### Entries provided
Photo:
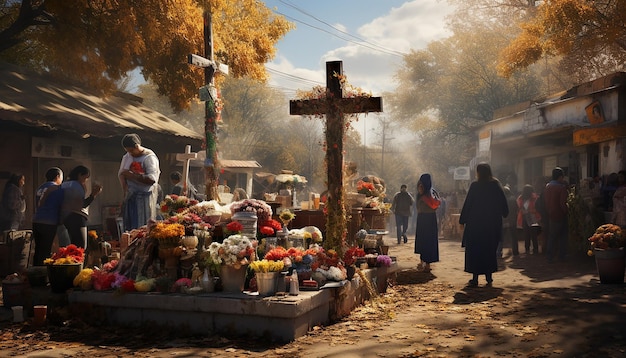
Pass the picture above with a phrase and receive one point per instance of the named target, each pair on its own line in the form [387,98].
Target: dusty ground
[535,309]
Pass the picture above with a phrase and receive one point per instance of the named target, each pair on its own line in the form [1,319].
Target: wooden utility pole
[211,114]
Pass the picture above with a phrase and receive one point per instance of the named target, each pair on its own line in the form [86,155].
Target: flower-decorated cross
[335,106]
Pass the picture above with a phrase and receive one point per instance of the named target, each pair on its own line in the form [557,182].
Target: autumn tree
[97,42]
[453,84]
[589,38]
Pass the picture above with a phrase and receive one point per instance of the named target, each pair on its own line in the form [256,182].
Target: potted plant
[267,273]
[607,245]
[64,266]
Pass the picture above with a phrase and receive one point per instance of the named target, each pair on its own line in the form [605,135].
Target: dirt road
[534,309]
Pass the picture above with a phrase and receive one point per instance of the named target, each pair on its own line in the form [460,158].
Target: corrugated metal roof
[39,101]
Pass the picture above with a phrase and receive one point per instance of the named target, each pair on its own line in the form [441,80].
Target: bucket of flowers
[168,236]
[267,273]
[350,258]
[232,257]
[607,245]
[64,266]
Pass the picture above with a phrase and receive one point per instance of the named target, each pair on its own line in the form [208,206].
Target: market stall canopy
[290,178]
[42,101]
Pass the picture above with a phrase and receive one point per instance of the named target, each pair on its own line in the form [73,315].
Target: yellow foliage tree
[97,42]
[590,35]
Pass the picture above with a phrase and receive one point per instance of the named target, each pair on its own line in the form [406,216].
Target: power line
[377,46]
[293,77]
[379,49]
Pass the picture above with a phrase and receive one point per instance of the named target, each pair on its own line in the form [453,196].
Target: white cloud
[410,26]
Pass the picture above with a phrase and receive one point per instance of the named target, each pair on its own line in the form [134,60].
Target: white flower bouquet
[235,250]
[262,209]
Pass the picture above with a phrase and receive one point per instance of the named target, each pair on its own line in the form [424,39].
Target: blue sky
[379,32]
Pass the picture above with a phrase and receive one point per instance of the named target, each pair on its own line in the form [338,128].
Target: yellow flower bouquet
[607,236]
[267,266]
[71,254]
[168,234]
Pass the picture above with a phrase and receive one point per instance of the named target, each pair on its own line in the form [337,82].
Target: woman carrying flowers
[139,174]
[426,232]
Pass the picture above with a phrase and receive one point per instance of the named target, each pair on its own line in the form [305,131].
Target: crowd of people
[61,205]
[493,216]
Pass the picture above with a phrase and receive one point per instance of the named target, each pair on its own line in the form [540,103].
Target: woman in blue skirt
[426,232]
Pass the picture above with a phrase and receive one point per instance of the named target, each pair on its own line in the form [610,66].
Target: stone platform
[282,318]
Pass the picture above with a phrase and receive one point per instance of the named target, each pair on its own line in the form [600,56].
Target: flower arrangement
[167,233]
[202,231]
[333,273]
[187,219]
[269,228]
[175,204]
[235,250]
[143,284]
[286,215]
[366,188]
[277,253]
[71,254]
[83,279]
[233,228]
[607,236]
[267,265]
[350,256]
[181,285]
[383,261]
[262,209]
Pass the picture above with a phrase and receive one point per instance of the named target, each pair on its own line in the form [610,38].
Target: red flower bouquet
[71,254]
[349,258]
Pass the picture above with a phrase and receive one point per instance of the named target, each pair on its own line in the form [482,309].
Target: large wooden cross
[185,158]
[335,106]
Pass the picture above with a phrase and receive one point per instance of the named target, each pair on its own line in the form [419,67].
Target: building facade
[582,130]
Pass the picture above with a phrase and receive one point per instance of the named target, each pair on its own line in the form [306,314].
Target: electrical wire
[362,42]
######
### Entries provided
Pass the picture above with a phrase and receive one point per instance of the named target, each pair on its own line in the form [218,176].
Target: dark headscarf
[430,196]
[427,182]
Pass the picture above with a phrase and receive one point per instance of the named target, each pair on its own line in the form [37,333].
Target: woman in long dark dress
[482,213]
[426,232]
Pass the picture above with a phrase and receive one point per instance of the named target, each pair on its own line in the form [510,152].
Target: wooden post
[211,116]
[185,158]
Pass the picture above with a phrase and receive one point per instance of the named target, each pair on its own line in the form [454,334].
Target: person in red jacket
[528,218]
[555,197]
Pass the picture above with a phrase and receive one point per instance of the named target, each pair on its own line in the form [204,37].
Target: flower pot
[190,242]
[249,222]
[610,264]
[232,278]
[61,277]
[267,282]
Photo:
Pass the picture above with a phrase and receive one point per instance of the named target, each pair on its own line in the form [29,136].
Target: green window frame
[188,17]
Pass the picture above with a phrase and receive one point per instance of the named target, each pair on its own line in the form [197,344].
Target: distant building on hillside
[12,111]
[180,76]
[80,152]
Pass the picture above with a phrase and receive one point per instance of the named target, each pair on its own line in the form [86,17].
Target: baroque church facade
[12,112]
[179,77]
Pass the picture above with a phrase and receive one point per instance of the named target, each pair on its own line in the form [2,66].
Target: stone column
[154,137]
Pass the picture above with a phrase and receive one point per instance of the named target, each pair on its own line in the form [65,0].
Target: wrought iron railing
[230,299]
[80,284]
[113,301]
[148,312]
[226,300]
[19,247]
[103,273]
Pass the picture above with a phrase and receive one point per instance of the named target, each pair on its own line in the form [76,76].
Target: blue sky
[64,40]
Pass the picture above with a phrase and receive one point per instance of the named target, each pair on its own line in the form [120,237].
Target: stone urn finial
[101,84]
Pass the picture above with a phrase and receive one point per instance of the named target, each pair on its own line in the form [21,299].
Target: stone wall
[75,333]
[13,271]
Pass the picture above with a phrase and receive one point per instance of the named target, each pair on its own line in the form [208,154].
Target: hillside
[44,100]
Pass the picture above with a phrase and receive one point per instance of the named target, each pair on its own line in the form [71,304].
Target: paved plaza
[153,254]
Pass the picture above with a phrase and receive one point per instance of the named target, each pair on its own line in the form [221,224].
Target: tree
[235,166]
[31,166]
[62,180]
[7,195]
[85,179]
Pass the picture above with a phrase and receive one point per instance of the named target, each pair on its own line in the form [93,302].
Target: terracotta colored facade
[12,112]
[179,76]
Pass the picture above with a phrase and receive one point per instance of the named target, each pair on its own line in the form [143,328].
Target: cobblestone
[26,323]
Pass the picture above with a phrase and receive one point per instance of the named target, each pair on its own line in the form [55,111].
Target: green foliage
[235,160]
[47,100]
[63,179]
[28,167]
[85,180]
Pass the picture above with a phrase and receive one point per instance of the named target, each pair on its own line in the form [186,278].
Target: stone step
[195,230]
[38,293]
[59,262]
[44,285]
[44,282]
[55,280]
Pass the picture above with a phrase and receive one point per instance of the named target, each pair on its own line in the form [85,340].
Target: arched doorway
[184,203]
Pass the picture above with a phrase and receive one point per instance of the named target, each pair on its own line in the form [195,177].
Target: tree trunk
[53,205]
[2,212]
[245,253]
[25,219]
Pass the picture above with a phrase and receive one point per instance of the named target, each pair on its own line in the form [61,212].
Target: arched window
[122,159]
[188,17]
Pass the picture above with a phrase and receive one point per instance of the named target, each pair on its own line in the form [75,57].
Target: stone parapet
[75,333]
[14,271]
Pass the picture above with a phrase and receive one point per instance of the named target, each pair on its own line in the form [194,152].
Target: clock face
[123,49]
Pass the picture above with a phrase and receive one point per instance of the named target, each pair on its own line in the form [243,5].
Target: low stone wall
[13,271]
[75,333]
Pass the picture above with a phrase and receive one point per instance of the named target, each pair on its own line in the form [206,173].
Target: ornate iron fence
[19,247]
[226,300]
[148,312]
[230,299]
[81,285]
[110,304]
######
### Entries provided
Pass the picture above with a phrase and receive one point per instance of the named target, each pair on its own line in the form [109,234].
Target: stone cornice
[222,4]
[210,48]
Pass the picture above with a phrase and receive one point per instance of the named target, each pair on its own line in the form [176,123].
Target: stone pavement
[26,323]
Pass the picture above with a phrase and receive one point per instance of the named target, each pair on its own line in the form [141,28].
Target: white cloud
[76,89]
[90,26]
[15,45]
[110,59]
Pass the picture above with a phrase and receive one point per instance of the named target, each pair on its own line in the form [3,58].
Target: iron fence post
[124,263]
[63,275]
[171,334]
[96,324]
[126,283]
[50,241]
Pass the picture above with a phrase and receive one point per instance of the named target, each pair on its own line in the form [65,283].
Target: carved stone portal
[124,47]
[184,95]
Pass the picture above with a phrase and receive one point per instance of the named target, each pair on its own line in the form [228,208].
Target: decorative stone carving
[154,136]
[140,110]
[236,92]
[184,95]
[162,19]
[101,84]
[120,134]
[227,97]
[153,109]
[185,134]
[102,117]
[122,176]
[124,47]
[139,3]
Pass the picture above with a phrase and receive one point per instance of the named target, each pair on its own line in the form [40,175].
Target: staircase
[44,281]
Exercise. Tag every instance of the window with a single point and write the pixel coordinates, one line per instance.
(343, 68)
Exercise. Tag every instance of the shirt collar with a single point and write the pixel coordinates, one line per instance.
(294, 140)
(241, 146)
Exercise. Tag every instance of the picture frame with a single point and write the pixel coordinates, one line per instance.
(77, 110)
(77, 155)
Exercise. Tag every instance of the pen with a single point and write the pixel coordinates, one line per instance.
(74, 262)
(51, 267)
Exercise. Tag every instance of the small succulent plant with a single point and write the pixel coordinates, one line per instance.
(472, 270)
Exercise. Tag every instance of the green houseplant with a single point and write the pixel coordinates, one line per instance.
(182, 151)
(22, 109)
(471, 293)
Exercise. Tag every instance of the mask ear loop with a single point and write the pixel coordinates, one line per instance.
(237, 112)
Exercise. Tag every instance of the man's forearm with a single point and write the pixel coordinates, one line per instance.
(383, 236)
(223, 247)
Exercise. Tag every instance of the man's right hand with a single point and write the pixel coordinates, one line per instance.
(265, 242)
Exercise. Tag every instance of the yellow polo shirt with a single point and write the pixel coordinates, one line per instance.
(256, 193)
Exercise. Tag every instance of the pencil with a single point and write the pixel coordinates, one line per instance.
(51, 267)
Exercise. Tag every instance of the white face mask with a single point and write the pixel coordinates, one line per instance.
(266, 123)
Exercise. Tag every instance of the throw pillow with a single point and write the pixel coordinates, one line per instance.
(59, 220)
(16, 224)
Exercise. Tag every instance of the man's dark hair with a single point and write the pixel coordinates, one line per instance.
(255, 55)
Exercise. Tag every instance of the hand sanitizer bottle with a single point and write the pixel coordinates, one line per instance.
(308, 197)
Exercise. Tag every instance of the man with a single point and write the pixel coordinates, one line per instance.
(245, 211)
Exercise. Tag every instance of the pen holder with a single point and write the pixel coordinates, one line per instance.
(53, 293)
######
**Required work**
Using the records above, write out exactly the lines between the one holding "Target: red flower bouquet" and the one holding "the form [419,67].", inclusive; leave everything else out.

**Solution below**
Target: red flower bouquet
[71,254]
[349,258]
Pass the picture above with a phrase and receive one point per instance of the named target, each pair on its own line in the form [482,309].
Target: large wooden cross
[185,158]
[335,106]
Pass the picture above with a phrase and receive one point per instance of the named target, each pair on its own line in the form [419,67].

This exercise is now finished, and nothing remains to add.